## [REQUEST]
Count the lines in the data below that contain the word "storm". Give only the number.

## [DATASET EXTRACT]
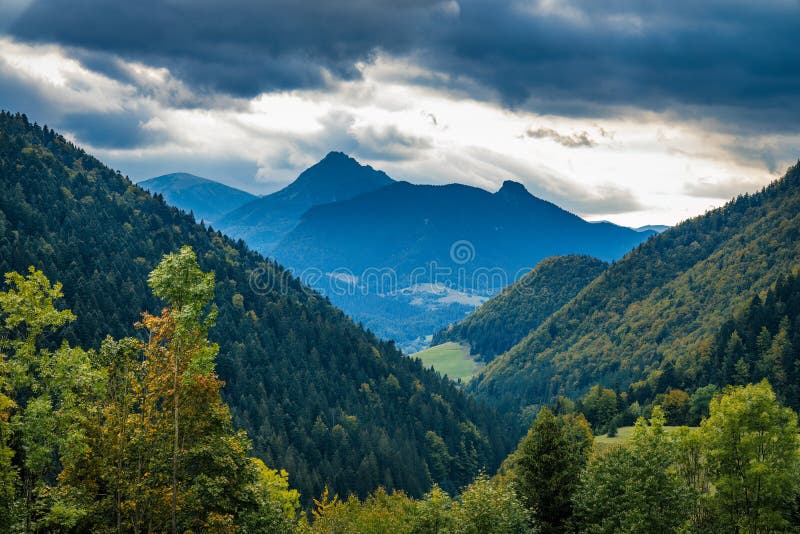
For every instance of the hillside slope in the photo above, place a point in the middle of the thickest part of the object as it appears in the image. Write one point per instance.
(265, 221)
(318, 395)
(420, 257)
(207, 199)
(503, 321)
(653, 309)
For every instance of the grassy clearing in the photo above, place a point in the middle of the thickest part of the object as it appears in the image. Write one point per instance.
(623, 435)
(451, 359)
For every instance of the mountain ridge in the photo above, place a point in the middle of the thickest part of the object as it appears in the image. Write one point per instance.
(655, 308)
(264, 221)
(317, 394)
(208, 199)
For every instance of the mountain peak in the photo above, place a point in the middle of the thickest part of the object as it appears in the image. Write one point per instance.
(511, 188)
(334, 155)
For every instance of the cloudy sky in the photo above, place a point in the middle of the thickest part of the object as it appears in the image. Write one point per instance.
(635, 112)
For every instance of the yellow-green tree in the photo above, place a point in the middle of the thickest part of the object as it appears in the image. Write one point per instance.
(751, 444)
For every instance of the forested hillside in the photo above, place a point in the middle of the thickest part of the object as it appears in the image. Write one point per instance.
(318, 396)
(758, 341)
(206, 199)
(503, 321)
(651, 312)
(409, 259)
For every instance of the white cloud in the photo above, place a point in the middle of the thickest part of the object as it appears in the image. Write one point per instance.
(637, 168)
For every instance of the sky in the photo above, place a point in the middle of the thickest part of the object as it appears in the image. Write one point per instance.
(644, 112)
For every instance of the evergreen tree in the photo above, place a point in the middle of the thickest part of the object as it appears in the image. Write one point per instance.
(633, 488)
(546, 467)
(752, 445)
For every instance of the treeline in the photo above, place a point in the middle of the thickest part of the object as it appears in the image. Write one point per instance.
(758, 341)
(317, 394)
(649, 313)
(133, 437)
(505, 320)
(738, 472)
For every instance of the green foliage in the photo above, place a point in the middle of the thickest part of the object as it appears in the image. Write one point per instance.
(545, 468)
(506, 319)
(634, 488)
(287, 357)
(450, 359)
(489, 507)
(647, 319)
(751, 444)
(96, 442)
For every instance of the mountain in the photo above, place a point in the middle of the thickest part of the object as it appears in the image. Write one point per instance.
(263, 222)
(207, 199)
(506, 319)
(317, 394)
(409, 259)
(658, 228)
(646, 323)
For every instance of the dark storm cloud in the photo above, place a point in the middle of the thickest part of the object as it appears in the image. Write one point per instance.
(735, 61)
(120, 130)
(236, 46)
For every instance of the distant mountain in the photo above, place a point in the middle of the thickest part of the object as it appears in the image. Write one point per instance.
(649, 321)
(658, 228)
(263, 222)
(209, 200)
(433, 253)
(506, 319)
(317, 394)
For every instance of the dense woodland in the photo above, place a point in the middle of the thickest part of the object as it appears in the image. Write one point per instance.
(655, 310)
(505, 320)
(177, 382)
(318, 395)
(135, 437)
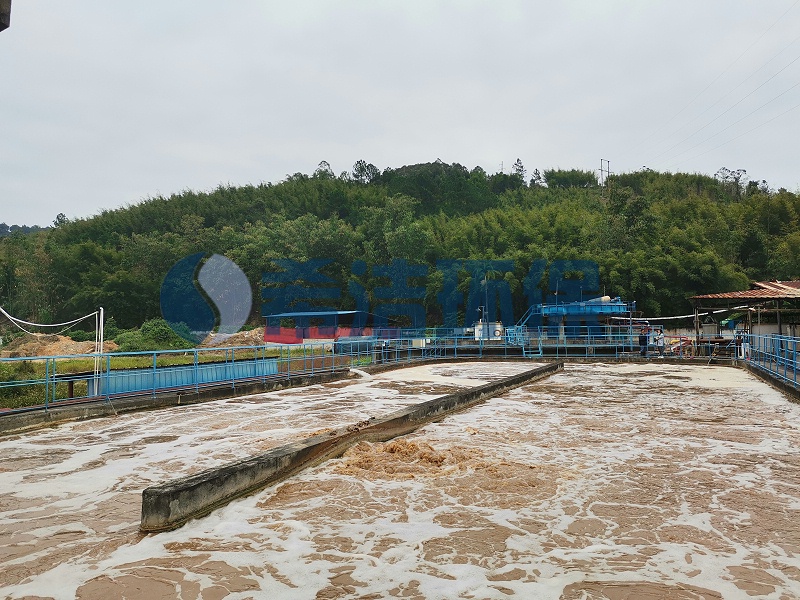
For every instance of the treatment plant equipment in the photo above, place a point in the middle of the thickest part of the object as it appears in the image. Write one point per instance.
...
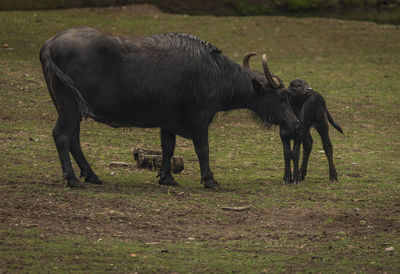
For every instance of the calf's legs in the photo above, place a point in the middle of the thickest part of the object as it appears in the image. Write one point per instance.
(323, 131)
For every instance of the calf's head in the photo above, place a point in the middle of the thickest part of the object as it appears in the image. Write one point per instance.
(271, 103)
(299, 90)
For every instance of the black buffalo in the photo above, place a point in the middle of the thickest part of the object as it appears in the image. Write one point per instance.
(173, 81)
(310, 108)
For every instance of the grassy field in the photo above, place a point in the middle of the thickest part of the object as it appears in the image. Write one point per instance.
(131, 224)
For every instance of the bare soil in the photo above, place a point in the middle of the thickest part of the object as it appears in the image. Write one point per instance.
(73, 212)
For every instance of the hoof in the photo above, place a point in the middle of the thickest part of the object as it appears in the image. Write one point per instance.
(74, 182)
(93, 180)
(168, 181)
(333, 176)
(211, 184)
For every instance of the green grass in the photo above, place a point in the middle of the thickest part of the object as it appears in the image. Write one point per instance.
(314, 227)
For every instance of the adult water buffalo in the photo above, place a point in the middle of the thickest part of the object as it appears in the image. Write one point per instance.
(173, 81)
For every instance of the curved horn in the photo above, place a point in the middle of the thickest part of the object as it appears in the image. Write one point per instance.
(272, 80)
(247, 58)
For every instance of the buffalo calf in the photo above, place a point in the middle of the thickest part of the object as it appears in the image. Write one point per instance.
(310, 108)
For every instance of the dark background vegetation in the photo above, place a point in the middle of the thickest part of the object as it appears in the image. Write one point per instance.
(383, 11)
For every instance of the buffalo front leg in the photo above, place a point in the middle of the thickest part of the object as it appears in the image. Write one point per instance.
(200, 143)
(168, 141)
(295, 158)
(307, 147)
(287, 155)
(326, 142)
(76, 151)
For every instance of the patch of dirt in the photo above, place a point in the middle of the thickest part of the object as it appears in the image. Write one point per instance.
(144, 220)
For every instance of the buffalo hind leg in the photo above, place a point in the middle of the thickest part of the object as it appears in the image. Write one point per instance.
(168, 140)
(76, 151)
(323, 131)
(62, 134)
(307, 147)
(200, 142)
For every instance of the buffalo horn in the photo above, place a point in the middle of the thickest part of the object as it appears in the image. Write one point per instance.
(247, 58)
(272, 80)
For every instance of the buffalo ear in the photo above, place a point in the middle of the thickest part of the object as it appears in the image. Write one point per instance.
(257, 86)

## [RESPONSE TO THE TASK]
1